Brano proposto:
==*==

Hair
E' incredibile come ogni film che parli di guerra, di qualsiasi guerra, girato trent'anni fa o ieri, risulti sempre attuale. E' incredibile ma è anche atroce perché vuol dire che la gente (o meglio la gente che sta in alto) non ha imparato assolutamente niente dagli sbagli. "Hair" è un film che parla di una guerra che ha lasciato una ferita profonda nella coscienza degli Stati Uniti: il Vietnam. Però lo fa in maniera diversa, lo fa usando la struttura del musical. C'è da dire che questa forma, nel cinema americano degli anni settanta ("Hair" è del 1979), ebbe una seconda giovinezza per cui era lecito osare "cantando". E poi il regista Milos Forman, cecoslovacco, veniva dall'esperienza di "Qualcuno volò sul nido del cuculo" film straordinario ma amarissimo su una delle tante morti del sogno americano (così come la guerra del Vietnam).
La storia è quella di Claude (interpretato da John Savage, già soldato ne "Il cacciatore": il più grande film sul Vietnam), che da un paesetto della campagna viene richiamato alle armi per difendere la patria in una guerra che sta degenerando. Nei suoi ultimi due giorni da uomo libero, Claude frequenta una comunità di hippies e si innamora di una ricca borghese (Beverly D'Angelo) che sembra sia più interessata al capobanda vagabondo (il bravissimo Treat Williams) che al futuro soldato. I ragazzi della compagnia non riescono a convincere Claude a disertare. La sua partenza segnerà le vite di tutti.
Nel parlare di un film che in tanti hanno già visto e amato o odiato (spero che questi ultimi siano veramente pochi), si corre il pericolo di dire cose già dette, tanto più se ne parliamo venticinque anni dopo. Però, per quelli che sono ventenni ora, c'è un solo consiglio: andatelo a vedere. Primo: perché il film è bello. Secondo perché la colonna sonora è straordinaria (molti, anche se giovanissimi, ricorderanno almeno "Aquarius" colonna sonora di tante brutte coreografie televisive). Terzo e più importante motivo: perché in ognuno di questi spettatori si possa svegliare (o risvegliare) una coscienza che dica quanto è assolutamente spaventoso ogni guerra fatta così (praticamente tutte).
Se un film può farci arrabbiare e commuovere facendoci vedere un mondo disastrato dove contano soltanto gli interessi e i soldi (sinonimi di guerra), dove la gente comune viene mandata al macello per accontentare le aziende di armi o di petrolio; allora ben venga questo tipo di cinema, perché è questo di cui abbiamo bisogno. Se quel movimento che stracciava le cartoline di precetto in piazza e che contava milioni di persone non è riuscito a fermare una catastrofe, così come non ci sono riuscite tutte le marce della pace che hanno attraversato le strade di tante città meno di due anni fa (oggi è come ieri), ciò non vuol dire che dobbiamo smettere di crederci, anzi è un nostro dovere. Così come è dovere del cinema, della musica e della cultura aiutare a far sì che la gente almeno sappia quanto è spaventoso quello che può succedere e che sta succedendo.
Oggi, un cinema arrabbiato, come era quello degli anni settanta in America lo devi cercare col lumicino (un po' di Gran Bretagna, un po' d'Irlanda, gran parte del cinema dell'Europa dell'Est, tanto cinema centro e sudamericano e Michael Moore). Eppure i tempi sono assolutamente adatti per un cinema del genere (sveglia Italia!). Speriamo che riproporre questi film possa dare una mano alla rinascita di un certo tipo di linguaggio, necessario come tutti gli altri. "Let the sunshine in".

==*==

Sezione del materiale:
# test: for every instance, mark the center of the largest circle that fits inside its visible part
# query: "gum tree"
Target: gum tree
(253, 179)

==*==

Esercizi da svolgere:
1. Indica se ciascuna affermazione concorda con la recensione di "Hair" e rispondi sì o no, citando esattamente le parole decisive del testo: (a) il regista Milos Forman è cecoslovacco; (b) "Hair" è un film del 1975; (c) i ragazzi della comunità hippie riescono a convincere Claude a disertare.
2. Secondo la recensione di "Hair", quale attore interpreta Claude?
3. Ricopia dalla recensione di "Hair" il tratto che va da "La storia è" fino a "vite di tutti.".

Soluzioni degli esercizi:
1.
(a) Sì: "il regista Milos Forman, cecoslovacco".
(b) No: "("Hair" è del 1979)".
(c) No: "I ragazzi della compagnia non riescono a convincere Claude a disertare."

2. John Savage.

3.
La storia è quella di Claude (interpretato da John Savage, già soldato ne "Il cacciatore": il più grande film sul Vietnam), che da un paesetto della campagna viene richiamato alle armi per difendere la patria in una guerra che sta degenerando. Nei suoi ultimi due giorni da uomo libero, Claude frequenta una comunità di hippies e si innamora di una ricca borghese (Beverly D'Angelo) che sembra sia più interessata al capobanda vagabondo (il bravissimo Treat Williams) che al futuro soldato. I ragazzi della compagnia non riescono a convincere Claude a disertare. La sua partenza segnerà le vite di tutti.